[Point localization data]
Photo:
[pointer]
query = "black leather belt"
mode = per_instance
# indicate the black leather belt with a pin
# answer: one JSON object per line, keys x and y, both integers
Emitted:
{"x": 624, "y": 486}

(PROBLEM DESCRIPTION) Find the lines above that contain the word "black" and copy each one.

(TASK RESPONSE)
query = "black leather belt"
# indicate the black leather belt with a pin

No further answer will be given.